• _Written instruction_: Identify each line in the entries below that contains the word "raisin", and copy those lines.

Recorded data:
• • •

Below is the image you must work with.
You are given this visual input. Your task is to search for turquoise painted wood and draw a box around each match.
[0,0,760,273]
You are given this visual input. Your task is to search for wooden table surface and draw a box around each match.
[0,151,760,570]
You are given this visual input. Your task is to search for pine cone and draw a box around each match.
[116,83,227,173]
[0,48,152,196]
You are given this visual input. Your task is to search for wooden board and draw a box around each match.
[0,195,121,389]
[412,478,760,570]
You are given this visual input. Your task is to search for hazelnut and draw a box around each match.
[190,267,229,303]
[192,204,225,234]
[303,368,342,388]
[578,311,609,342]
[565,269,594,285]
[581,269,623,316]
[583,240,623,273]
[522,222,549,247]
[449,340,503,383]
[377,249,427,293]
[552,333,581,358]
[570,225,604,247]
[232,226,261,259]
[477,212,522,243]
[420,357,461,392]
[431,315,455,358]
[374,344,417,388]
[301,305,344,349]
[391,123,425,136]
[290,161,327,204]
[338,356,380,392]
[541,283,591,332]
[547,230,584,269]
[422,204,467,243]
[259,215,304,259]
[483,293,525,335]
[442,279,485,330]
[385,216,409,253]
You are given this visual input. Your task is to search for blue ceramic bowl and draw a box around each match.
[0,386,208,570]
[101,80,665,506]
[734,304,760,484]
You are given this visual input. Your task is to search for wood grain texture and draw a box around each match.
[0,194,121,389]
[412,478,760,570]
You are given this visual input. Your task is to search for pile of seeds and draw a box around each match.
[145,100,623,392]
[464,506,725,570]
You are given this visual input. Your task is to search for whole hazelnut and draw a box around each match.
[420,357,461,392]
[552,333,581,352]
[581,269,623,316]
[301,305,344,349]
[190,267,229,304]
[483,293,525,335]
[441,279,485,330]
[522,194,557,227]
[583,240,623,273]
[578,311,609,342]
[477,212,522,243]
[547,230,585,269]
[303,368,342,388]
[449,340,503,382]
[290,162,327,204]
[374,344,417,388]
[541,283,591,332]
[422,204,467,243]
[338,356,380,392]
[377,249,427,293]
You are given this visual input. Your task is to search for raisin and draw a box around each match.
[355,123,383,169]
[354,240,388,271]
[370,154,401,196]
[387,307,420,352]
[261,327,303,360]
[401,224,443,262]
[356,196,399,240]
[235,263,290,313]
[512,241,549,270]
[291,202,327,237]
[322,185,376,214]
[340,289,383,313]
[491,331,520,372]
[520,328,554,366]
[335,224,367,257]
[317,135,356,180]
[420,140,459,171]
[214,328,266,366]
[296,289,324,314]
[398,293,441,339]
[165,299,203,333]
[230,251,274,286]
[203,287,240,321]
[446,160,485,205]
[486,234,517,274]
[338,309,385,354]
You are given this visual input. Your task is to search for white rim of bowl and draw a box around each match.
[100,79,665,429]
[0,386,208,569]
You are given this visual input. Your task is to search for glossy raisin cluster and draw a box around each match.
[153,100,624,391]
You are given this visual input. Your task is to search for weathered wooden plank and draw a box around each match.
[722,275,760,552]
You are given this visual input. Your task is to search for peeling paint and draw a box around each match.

• • •

• _Output for this exercise_:
You are given this visual input. Your task is to search for raisin and draw a box around each match.
You are given this visual input. Your task is to search for glossy raisin cluster and draw a box around each match.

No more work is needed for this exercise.